- **THE TASK**
Return every record exactly as written.

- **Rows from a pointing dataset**
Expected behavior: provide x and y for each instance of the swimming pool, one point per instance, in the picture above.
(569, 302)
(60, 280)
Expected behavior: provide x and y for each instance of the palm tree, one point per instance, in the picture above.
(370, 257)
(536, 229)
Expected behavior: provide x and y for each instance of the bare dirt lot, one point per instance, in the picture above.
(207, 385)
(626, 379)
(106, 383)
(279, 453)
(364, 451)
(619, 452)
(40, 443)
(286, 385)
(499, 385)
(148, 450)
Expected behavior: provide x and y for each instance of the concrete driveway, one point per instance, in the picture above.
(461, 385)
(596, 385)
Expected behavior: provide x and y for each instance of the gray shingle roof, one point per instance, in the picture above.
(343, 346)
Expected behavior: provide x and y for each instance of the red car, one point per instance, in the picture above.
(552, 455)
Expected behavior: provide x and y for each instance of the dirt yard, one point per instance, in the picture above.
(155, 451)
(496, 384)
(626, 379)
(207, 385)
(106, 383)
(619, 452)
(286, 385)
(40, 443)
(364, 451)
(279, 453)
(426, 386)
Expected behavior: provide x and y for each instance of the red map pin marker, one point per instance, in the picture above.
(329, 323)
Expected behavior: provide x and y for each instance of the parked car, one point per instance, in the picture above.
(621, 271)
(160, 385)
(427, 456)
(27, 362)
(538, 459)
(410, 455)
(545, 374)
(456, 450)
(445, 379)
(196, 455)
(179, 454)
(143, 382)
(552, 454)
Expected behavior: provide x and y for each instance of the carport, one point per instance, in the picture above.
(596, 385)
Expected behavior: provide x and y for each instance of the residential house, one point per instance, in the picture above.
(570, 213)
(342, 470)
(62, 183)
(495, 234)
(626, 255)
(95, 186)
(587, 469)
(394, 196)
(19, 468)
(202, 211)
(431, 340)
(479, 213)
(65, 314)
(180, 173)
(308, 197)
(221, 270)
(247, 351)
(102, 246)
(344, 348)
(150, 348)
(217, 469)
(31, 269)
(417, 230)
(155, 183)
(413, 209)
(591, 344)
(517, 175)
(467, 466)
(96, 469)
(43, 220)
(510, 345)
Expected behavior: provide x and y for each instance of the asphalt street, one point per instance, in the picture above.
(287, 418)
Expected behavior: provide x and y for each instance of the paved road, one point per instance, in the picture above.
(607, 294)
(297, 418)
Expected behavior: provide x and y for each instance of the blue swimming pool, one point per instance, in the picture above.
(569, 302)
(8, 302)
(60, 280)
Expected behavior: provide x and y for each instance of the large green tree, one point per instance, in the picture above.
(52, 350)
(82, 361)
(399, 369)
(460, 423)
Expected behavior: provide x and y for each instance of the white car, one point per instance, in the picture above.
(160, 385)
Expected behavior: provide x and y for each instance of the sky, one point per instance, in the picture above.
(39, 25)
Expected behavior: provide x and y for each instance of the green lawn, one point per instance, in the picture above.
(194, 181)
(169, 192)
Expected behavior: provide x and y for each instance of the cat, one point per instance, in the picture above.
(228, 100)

- **RESULT OF THIS TASK**
Expected behavior: provide x and y for each instance of the swimming pool, one point per instance, in the picture above.
(569, 302)
(60, 280)
Expected behavior: provide x and y for each instance of the palm tree, one point per instance, in the picture above.
(370, 257)
(536, 229)
Expected behavior: provide x and y for each instance of the bare dirt lot, one point per instance, in the picture above.
(207, 385)
(626, 379)
(106, 383)
(279, 453)
(364, 451)
(619, 452)
(40, 443)
(286, 385)
(499, 385)
(148, 450)
Expected behavior: provide x and y for each instance of the concrete driveway, one point per instance, in the picture above.
(461, 385)
(596, 385)
Expected behavior: provide x and y for each instance of the gray shingle roof, one point per instance, in the picture above.
(343, 346)
Expected behavior: provide x and y for each instance of the red car, one point per instance, in the picture above.
(552, 455)
Expected behavior: provide x and y for each instance of the dirt yard, one point per instance, in the picture above.
(155, 451)
(496, 384)
(626, 379)
(207, 385)
(106, 383)
(619, 452)
(286, 385)
(40, 443)
(364, 451)
(279, 453)
(426, 386)
Expected behavior: provide x and y for each instance of the red map pin marker, one point per instance, in the picture above.
(329, 323)
Expected behavior: provide x and y for each instance of the parked car, one point per instance, in the picture above.
(621, 271)
(160, 385)
(427, 456)
(27, 362)
(538, 459)
(410, 455)
(545, 374)
(456, 450)
(445, 379)
(196, 455)
(179, 454)
(143, 382)
(552, 454)
Expected behavior: provide x and y for each instance of the carport, one point per instance, in the picture above.
(596, 385)
Expected behavior: provide x and y for each instance of the residential house, one point per instance, in the picture above.
(570, 213)
(342, 470)
(62, 183)
(495, 234)
(626, 255)
(95, 186)
(587, 469)
(394, 196)
(19, 468)
(202, 211)
(431, 340)
(479, 213)
(65, 314)
(180, 173)
(308, 197)
(221, 270)
(247, 351)
(102, 246)
(344, 348)
(150, 348)
(217, 469)
(31, 269)
(417, 230)
(155, 183)
(413, 209)
(591, 344)
(517, 175)
(467, 466)
(96, 469)
(43, 220)
(510, 345)
Expected behavior: provide x and y for each instance of the asphalt street, one point per instance, in the picture above.
(287, 418)
Expected behavior: provide x and y for each instance of the paved road, one point per instance, in the picture above.
(607, 294)
(297, 418)
Expected behavior: provide x and y for each instance of the blue swimming pool, one point per instance, in the picture above.
(569, 302)
(8, 302)
(60, 280)
Expected behavior: provide x and y for each instance of the large green tree, one point per instance, in the picture above.
(52, 350)
(82, 361)
(399, 369)
(460, 423)
Expected behavior: provide x and y for each instance of the white car, one point per instance, in the picture above.
(160, 385)
Expected behavior: provide x and y for each instance of the sky, one point per instance, in the picture above.
(39, 25)
Expected behavior: provide x and y for each instance of the green lawn, one point per instance, in the picture above.
(194, 181)
(169, 192)
Expected behavior: provide x and y for each instance of the cat, one point per instance, in the picture above.
(228, 100)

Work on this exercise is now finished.